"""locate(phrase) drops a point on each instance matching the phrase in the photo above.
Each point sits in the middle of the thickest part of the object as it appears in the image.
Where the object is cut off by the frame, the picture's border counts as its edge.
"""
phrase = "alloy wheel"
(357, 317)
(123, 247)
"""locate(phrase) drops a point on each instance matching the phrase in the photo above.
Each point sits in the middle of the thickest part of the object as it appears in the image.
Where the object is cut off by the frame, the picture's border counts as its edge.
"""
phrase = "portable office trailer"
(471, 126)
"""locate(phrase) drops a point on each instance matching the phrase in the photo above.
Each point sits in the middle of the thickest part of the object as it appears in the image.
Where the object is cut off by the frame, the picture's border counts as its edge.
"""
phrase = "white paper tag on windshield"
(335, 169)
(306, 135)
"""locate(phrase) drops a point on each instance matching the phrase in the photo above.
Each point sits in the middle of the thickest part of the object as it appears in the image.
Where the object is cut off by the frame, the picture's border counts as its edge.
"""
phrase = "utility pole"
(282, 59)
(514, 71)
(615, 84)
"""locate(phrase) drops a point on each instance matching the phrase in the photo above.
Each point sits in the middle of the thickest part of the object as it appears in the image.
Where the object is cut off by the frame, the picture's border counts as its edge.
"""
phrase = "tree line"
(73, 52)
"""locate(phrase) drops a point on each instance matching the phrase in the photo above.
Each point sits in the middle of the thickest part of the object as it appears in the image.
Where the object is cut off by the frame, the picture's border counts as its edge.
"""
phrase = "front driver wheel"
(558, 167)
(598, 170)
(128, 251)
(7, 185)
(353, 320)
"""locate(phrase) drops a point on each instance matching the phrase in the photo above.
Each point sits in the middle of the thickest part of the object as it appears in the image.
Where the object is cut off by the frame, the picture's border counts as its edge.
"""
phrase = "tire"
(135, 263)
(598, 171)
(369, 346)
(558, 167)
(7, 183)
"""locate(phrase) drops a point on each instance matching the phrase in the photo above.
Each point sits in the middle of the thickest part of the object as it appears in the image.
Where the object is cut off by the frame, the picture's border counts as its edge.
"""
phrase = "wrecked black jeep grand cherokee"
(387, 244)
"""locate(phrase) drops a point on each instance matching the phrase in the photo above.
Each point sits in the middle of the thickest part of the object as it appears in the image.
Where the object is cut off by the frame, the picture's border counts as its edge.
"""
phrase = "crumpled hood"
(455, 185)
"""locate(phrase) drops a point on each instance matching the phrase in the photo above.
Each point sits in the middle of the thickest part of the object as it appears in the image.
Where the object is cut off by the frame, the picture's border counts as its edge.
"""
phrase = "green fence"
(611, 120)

▶ _Exercise brief_:
Would you print each line of the listing again, unaltered?

▶ _Output_:
"""locate(phrase) drops a point on each instance matching the phrase in the photo above.
Each point sits in the middle of the thickest part of the object as it appears in the image.
Where the object is cut off by the frame, the picture's border counts as its edge.
"""
phrase = "alloy wheel"
(357, 317)
(123, 247)
"""locate(phrase) drops a point on each instance matching the phrase in the photo above.
Each point sits in the middle of the thickest part of the object as it appears in the image.
Where the object is cut off by the frame, the picture's border counts as its edge.
"""
phrase = "portable office trailer"
(471, 126)
"""locate(phrase) drops a point on each instance matching the phrase in the photo above.
Each point sits in the middle of the thickest part of the object as it appears in the image.
Where the object is cut off by the frame, the picture's border counts as its edge.
"""
phrase = "white paper tag on windshield"
(335, 169)
(306, 135)
"""locate(phrase) drops a point on each instance matching the phrase in the photo above.
Each point sits in the middle of the thickest part of the object as it appears in the image.
Where the object is cut off by the frame, the picture's border counts as its edge.
"""
phrase = "utility pole"
(282, 59)
(514, 71)
(615, 84)
"""locate(phrase) drops a point on each instance matching the phrase in the photo above.
Each point sits in the middle of the thickest part of the object as it appears in the image.
Where the object is cut off by the frame, the picture's border counts as its edge.
"""
phrase = "tree line"
(73, 52)
"""locate(phrase) drops a point on each instance matching the phrase in the photo above.
Each point sits in the middle of the thickest part of the object as it appears in the image.
Where the object is cut off by the frame, the picture's border counts as its edge.
"""
phrase = "front driver wheel"
(558, 167)
(598, 170)
(128, 251)
(7, 185)
(353, 320)
"""locate(phrase) drops a point on each instance matching the phrase in the photo above.
Each point sits in the middle of the thickest part of the object as it appears in the image.
Where the object is cut off by the frame, the picture's border counts as its edge.
"""
phrase = "tire"
(135, 263)
(598, 171)
(369, 346)
(558, 167)
(7, 183)
"""locate(phrase) drops a point on each instance matching the phrase in the photo above.
Each point sits in the middle of the thickest part of the object as it appears in the image.
Where the object is cut off by the frame, the picture's border counts as its edge.
"""
phrase = "wrecked black jeep grand cherokee"
(387, 244)
"""locate(phrase) drops a point on each instance matching the phrase in the photo above.
Each point sits in the middle of the thickest part of the object as it appears in the image.
Where the object is cut off by the frame, the picture's border counts as its edge.
"""
phrase = "crumpled hood"
(455, 185)
"""locate(phrase) drops a point on each instance matching the phrase in the photo above.
Each point sits in the middle of the thickest part of the object as it appears in the image.
Where the object is cut off by the frame, the picture's border counts as its edge.
"""
phrase = "green fence"
(611, 120)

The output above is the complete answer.